=== Begin Enclosure ===
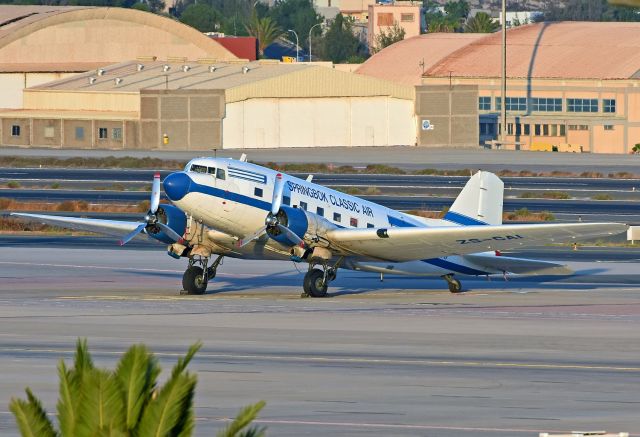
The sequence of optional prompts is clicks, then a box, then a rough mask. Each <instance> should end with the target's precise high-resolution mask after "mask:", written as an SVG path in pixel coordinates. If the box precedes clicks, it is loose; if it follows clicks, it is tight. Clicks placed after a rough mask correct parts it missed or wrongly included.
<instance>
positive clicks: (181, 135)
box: [139, 90, 225, 150]
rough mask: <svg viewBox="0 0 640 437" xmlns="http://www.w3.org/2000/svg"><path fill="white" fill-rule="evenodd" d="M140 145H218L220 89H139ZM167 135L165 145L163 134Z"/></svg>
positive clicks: (220, 106) (144, 146) (218, 144)
mask: <svg viewBox="0 0 640 437" xmlns="http://www.w3.org/2000/svg"><path fill="white" fill-rule="evenodd" d="M139 105H140V120H141V124H140V133H139V138H140V142H139V144H140V147H142V148H145V149H156V148H160V149H166V150H211V149H217V148H221V147H222V118H223V117H224V114H225V97H224V91H219V90H207V91H202V90H196V91H171V90H169V91H165V90H157V91H156V90H143V91H142V92H141V93H140V103H139ZM164 135H167V136H168V139H169V144H164V142H163V137H164Z"/></svg>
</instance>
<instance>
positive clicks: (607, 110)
mask: <svg viewBox="0 0 640 437" xmlns="http://www.w3.org/2000/svg"><path fill="white" fill-rule="evenodd" d="M602 112H606V113H608V114H615V112H616V99H604V100H603V101H602Z"/></svg>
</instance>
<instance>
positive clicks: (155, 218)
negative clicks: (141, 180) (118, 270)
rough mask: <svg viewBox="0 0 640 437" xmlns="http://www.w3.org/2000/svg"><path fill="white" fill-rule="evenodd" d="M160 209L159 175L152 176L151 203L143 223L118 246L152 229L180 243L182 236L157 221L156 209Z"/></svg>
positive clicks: (121, 242) (128, 234) (119, 242)
mask: <svg viewBox="0 0 640 437" xmlns="http://www.w3.org/2000/svg"><path fill="white" fill-rule="evenodd" d="M159 207H160V173H156V174H155V175H153V184H152V185H151V201H150V202H149V211H148V212H147V215H145V217H144V220H145V221H144V222H142V223H140V224H139V225H138V226H137V227H136V228H135V229H134V230H133V231H132V232H131V233H129V234H127V235H125V236H124V237H123V238H122V239H121V240H120V242H119V243H120V246H124V245H125V244H127V243H128V242H129V241H131V240H133V238H134V237H135V236H136V235H138V234H139V233H140V232H143V231H144V230H145V229H147V230H151V229H153V228H154V227H156V228H160V229H161V230H162V231H164V233H165V234H167V235H168V236H169V237H171V238H172V239H174V240H175V241H178V242H179V241H182V236H181V235H178V233H177V232H176V231H174V230H173V229H171V228H170V227H169V226H167V225H165V224H164V223H162V222H160V221H159V220H158V208H159Z"/></svg>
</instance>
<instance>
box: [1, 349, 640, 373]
mask: <svg viewBox="0 0 640 437" xmlns="http://www.w3.org/2000/svg"><path fill="white" fill-rule="evenodd" d="M0 352H6V353H10V352H33V353H55V354H60V353H67V354H73V353H75V349H63V348H60V349H55V348H15V347H3V348H0ZM95 353H96V354H105V355H118V356H121V355H122V351H109V350H100V351H96V352H95ZM154 354H155V355H157V356H160V357H182V355H183V354H182V353H181V352H154ZM198 357H199V358H212V359H236V360H264V361H285V362H286V361H290V362H299V363H335V364H385V365H417V366H451V367H454V366H457V367H484V368H515V369H518V368H519V369H550V370H607V371H613V372H640V367H625V366H607V365H586V364H559V363H516V362H491V361H464V360H460V361H454V360H427V359H400V358H365V357H320V356H313V355H308V356H304V355H268V354H263V355H259V354H234V353H207V352H200V353H198Z"/></svg>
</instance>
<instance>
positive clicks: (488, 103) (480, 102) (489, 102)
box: [478, 97, 491, 111]
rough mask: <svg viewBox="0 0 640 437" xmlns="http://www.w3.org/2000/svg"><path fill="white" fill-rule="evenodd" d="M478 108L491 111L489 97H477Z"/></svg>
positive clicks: (489, 98) (482, 109) (489, 97)
mask: <svg viewBox="0 0 640 437" xmlns="http://www.w3.org/2000/svg"><path fill="white" fill-rule="evenodd" d="M478 110H479V111H491V97H478Z"/></svg>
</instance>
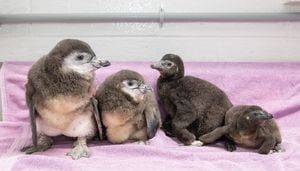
=== End Enclosure ===
→ **Task description**
Could you copy every row above word for word, leaving the pictures out?

→ **Answer box**
The sequence of optional prompts is clicks, then a box, then a rough mask. Each <instance> should end with the target's precise high-resolution mask after "mask:", written as an SVG path in pixel coordinates. If the box precedes clicks, it is loose; if it follows clicks, it is tight. Clicks placed after a rough mask correct parts it missed or wrongly included.
<instance>
positive clicks: (181, 135)
box: [139, 90, 225, 150]
rough mask: <svg viewBox="0 0 640 437" xmlns="http://www.w3.org/2000/svg"><path fill="white" fill-rule="evenodd" d="M140 145H218L220 89H139ZM167 135L165 145L163 134Z"/></svg>
positive clicks: (220, 106) (144, 146) (218, 144)
mask: <svg viewBox="0 0 640 437" xmlns="http://www.w3.org/2000/svg"><path fill="white" fill-rule="evenodd" d="M139 105H140V120H141V124H140V133H139V138H140V142H139V144H140V147H142V148H145V149H156V148H160V149H166V150H211V149H217V148H221V147H222V118H223V117H224V114H225V97H224V91H219V90H207V91H202V90H196V91H171V90H169V91H165V90H157V91H156V90H143V91H142V92H141V93H140V103H139ZM164 135H167V136H168V139H169V144H164V142H163V137H164Z"/></svg>
</instance>
<instance>
positive clicks: (607, 110)
mask: <svg viewBox="0 0 640 437" xmlns="http://www.w3.org/2000/svg"><path fill="white" fill-rule="evenodd" d="M602 112H606V113H608V114H615V112H616V99H604V100H603V101H602Z"/></svg>
</instance>
<instance>
positive clicks: (155, 218)
negative clicks: (141, 180) (118, 270)
rough mask: <svg viewBox="0 0 640 437" xmlns="http://www.w3.org/2000/svg"><path fill="white" fill-rule="evenodd" d="M160 209L159 175L152 176L151 203L143 223L118 246L152 229L180 243L182 236L157 221L156 209Z"/></svg>
positive clicks: (121, 242) (128, 234) (119, 242)
mask: <svg viewBox="0 0 640 437" xmlns="http://www.w3.org/2000/svg"><path fill="white" fill-rule="evenodd" d="M159 207H160V173H156V174H155V175H153V184H152V185H151V201H150V202H149V211H148V212H147V215H145V217H144V220H145V221H144V222H142V223H140V224H139V225H138V226H137V227H136V228H135V229H134V230H133V231H132V232H131V233H129V234H127V235H125V236H124V237H123V238H122V239H121V240H120V242H119V243H120V246H124V245H125V244H127V243H128V242H129V241H131V240H133V238H134V237H135V236H136V235H138V234H139V233H140V232H143V231H144V230H145V229H147V230H151V229H153V228H154V227H156V228H160V229H161V230H162V231H164V233H165V234H167V235H168V236H169V237H171V238H172V239H174V240H175V241H178V242H179V241H182V236H181V235H178V233H177V232H176V231H174V230H173V229H171V228H170V227H169V226H167V225H165V224H164V223H162V222H160V221H159V220H158V208H159Z"/></svg>
</instance>
<instance>
box: [1, 349, 640, 373]
mask: <svg viewBox="0 0 640 437" xmlns="http://www.w3.org/2000/svg"><path fill="white" fill-rule="evenodd" d="M0 352H6V353H10V352H33V353H55V354H60V353H67V354H73V353H75V349H63V348H60V349H55V348H15V347H3V348H0ZM95 353H96V354H105V355H118V356H121V355H122V351H109V350H100V351H96V352H95ZM154 354H155V355H157V356H160V357H182V355H183V354H182V353H181V352H154ZM198 357H199V358H212V359H236V360H264V361H285V362H286V361H290V362H299V363H335V364H385V365H417V366H451V367H454V366H457V367H484V368H515V369H518V368H519V369H550V370H607V371H613V372H640V367H625V366H607V365H586V364H559V363H516V362H491V361H464V360H460V361H454V360H427V359H400V358H365V357H320V356H313V355H308V356H304V355H268V354H263V355H259V354H234V353H207V352H200V353H198Z"/></svg>
</instance>
<instance>
positive clicks: (488, 103) (480, 102) (489, 102)
box: [478, 97, 491, 111]
rough mask: <svg viewBox="0 0 640 437" xmlns="http://www.w3.org/2000/svg"><path fill="white" fill-rule="evenodd" d="M478 108L491 111L489 97H477Z"/></svg>
positive clicks: (489, 98) (482, 109) (489, 97)
mask: <svg viewBox="0 0 640 437" xmlns="http://www.w3.org/2000/svg"><path fill="white" fill-rule="evenodd" d="M478 110H479V111H491V97H478Z"/></svg>
</instance>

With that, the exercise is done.